Problem requirements:
Pick out each line in the records below that contains the word "muddy" and copy those lines in full.

Supplied records:
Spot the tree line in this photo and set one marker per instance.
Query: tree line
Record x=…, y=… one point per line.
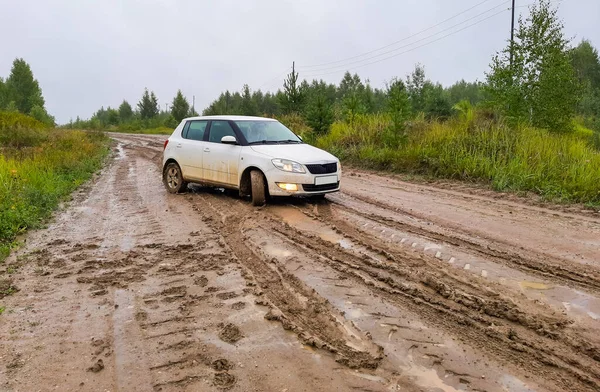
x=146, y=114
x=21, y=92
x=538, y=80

* * *

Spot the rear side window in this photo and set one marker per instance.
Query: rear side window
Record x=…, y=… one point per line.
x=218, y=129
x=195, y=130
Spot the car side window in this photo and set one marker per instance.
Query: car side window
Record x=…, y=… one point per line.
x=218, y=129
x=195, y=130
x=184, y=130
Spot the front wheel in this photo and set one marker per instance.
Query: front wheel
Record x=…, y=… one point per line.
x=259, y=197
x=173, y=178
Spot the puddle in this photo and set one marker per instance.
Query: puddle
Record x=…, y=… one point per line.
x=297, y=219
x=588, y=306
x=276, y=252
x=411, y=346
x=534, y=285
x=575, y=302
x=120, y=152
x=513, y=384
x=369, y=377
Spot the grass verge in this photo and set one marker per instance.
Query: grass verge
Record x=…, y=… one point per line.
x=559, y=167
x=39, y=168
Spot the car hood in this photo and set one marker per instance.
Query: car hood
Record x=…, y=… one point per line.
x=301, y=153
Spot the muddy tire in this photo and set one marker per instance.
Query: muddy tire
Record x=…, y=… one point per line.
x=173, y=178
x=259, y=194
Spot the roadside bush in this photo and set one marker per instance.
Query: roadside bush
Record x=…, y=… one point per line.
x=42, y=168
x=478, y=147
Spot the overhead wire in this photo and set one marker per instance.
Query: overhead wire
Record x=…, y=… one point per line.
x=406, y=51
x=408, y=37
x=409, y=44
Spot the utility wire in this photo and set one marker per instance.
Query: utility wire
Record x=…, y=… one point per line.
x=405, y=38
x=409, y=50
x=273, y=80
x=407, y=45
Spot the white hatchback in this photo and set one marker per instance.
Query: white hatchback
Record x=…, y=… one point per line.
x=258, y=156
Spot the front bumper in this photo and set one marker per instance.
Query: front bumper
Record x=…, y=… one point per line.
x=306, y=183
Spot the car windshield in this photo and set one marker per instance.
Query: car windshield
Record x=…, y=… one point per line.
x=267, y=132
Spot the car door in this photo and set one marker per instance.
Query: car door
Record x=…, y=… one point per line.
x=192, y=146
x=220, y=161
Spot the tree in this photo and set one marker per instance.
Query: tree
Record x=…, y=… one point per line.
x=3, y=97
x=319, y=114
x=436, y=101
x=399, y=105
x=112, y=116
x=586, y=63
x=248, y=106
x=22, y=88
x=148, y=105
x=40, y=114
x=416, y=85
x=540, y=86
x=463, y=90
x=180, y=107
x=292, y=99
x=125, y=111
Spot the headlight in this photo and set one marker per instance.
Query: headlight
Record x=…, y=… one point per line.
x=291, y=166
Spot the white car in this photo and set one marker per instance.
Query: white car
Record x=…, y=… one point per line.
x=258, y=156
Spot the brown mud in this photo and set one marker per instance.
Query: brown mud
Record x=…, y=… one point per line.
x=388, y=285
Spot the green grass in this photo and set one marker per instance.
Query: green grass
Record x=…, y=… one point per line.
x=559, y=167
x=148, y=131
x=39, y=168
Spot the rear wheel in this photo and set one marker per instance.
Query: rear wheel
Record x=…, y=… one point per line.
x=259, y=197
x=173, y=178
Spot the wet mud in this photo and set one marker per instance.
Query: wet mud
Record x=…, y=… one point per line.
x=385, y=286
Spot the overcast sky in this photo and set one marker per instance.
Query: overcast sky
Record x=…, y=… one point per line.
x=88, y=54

Output of the task:
Spot the muddy tire in this photo and set one marker per instance.
Query: muddy tire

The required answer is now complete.